▶ _SHORT TASK_: Write out only the lines running from the one that contains "Where can the player's left" to the end of the material, both ends included.

▶ _MATERIAL SUPPLIED_:
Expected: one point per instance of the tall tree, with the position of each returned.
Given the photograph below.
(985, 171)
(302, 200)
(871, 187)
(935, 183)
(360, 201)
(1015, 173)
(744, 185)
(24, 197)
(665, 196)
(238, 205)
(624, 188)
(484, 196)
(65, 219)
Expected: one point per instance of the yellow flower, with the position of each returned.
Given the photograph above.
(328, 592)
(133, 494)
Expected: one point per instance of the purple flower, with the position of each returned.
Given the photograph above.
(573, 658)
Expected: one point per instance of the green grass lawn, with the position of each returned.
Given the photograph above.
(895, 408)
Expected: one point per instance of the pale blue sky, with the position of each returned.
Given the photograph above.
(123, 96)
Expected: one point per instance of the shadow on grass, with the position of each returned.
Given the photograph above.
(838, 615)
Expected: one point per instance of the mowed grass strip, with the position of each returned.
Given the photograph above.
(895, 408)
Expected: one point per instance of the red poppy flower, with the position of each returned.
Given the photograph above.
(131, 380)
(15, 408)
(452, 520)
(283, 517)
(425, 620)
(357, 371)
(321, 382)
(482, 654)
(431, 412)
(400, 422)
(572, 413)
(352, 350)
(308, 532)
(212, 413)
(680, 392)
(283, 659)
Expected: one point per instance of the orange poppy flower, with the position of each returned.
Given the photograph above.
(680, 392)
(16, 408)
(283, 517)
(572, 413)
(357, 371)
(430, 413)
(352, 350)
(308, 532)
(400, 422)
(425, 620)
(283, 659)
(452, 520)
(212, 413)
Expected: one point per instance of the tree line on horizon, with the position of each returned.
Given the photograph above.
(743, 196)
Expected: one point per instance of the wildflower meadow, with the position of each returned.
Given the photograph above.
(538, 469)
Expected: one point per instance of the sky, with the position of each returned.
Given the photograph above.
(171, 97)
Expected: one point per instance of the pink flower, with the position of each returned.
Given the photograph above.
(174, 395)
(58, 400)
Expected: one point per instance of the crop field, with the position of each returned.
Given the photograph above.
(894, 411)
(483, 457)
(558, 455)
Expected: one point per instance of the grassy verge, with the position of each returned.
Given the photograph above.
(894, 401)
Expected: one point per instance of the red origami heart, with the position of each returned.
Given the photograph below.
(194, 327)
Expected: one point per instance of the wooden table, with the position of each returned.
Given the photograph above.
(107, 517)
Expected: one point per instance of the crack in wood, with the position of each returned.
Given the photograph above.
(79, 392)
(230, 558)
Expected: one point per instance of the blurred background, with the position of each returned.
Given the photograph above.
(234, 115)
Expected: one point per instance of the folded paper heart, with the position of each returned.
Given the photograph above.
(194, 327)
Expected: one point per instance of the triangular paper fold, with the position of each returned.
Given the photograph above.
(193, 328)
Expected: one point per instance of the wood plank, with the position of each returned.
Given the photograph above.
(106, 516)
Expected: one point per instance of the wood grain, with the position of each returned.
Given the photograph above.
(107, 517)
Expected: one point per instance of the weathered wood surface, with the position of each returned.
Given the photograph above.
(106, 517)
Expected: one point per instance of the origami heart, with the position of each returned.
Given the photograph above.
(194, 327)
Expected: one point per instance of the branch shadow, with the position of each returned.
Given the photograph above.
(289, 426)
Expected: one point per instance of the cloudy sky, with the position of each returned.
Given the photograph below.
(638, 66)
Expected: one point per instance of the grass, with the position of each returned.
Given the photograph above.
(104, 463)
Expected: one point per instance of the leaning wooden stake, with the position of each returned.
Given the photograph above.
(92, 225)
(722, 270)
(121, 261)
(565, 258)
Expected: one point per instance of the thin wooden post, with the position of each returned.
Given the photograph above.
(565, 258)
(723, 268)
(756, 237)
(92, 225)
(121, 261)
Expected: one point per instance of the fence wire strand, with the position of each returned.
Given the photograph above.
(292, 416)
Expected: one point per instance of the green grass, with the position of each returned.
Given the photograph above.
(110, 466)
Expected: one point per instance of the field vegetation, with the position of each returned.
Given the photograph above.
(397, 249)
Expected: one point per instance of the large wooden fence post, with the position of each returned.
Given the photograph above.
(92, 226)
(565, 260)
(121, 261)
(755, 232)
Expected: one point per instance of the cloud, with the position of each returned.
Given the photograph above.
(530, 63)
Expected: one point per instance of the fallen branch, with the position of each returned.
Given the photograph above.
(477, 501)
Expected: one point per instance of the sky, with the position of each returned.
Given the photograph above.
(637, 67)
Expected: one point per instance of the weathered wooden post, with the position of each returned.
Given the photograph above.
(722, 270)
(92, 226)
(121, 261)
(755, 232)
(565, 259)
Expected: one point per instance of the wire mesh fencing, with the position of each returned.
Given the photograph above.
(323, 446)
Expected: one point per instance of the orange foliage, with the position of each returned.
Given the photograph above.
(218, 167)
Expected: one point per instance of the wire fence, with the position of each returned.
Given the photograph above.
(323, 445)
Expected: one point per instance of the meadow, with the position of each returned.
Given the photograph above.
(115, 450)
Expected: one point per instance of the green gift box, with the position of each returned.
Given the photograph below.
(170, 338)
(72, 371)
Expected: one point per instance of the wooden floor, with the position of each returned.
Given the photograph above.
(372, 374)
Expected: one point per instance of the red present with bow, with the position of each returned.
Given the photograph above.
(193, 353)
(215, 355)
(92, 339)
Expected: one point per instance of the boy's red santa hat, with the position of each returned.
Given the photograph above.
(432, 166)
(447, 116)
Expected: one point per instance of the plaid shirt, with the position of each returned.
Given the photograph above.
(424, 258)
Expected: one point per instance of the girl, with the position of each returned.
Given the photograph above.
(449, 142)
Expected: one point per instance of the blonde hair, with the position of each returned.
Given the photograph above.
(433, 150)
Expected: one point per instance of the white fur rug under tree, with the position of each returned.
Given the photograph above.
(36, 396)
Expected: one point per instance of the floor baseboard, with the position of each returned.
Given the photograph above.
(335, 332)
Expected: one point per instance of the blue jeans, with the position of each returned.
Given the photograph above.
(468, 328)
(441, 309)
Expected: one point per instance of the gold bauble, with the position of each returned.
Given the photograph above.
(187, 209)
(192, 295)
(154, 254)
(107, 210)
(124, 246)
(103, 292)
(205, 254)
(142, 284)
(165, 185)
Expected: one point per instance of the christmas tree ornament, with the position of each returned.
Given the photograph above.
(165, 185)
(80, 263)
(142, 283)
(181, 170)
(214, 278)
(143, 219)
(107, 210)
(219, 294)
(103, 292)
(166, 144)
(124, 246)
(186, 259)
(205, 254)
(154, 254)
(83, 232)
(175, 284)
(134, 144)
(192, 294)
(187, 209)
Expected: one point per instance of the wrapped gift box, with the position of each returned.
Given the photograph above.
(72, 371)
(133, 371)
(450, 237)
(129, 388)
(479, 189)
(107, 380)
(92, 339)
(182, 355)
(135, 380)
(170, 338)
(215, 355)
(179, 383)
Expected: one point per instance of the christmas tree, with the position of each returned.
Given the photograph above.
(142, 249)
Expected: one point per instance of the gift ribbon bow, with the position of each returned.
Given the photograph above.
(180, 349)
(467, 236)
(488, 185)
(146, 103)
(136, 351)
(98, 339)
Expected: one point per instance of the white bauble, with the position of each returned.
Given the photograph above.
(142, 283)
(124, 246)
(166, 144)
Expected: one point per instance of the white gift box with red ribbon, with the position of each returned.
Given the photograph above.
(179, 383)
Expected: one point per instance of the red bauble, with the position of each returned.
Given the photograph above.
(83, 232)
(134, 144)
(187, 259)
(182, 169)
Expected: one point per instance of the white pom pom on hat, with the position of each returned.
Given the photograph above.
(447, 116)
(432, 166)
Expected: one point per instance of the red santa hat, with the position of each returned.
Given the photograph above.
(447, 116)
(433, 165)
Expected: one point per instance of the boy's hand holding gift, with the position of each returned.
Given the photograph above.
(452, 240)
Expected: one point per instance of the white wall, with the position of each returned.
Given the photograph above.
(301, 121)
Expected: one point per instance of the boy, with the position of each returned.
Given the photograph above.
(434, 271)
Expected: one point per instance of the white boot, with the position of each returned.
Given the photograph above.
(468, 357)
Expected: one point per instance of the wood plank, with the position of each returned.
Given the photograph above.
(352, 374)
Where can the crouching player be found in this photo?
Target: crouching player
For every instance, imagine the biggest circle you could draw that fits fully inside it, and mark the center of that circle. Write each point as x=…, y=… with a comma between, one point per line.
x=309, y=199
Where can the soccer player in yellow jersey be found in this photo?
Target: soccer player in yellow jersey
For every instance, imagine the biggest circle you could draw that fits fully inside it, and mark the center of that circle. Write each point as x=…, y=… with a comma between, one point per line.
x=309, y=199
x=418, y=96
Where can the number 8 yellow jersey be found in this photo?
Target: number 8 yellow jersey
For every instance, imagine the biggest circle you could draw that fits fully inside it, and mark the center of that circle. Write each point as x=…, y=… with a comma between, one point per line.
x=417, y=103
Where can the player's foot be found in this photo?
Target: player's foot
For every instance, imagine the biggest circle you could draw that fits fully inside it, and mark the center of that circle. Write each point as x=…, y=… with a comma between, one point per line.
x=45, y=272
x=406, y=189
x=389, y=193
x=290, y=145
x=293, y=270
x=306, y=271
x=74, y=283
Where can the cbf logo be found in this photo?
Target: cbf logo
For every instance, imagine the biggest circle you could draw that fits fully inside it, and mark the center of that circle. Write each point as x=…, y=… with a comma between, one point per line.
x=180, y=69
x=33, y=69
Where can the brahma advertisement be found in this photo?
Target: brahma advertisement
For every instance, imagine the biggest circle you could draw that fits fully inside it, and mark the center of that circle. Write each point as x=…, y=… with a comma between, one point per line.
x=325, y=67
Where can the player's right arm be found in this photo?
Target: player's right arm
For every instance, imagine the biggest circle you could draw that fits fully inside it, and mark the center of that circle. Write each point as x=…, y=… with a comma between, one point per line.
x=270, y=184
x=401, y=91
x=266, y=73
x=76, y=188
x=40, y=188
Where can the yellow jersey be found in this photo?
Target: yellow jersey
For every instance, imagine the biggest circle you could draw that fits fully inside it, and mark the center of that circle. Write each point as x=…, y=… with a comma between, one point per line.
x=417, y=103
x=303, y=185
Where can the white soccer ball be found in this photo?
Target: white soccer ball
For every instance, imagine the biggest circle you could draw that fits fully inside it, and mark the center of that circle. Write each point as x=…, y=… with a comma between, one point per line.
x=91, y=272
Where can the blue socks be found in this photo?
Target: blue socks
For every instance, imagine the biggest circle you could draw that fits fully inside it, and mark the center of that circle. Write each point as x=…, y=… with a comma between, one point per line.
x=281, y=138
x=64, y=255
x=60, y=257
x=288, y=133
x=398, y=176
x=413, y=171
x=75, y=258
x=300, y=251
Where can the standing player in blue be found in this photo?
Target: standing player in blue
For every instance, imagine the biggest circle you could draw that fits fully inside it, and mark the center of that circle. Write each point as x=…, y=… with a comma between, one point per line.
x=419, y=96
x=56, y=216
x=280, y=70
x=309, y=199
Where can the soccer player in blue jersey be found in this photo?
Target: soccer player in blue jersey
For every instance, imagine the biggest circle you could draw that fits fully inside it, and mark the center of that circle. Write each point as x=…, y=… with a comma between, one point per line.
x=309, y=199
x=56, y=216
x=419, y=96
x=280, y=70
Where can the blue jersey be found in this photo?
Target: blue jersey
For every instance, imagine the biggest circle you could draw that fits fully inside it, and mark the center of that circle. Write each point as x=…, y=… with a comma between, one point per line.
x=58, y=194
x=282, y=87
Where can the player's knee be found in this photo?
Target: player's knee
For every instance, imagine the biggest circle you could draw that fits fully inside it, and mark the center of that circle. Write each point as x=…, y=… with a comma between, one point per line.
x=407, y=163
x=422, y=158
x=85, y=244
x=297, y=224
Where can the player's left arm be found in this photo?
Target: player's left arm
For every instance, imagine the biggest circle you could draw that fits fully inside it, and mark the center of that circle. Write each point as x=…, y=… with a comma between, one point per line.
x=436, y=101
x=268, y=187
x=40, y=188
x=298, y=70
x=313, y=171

▶ _EXERCISE SOLUTION_:
Where can the player's left arm be found in this photo?
Target: player's left arm
For every instance, imagine the biggest circle you could draw that fits fully inside it, and mark the center of that circle. Write each point as x=…, y=… with a comma between, one point per line.
x=436, y=101
x=268, y=187
x=40, y=188
x=298, y=70
x=313, y=171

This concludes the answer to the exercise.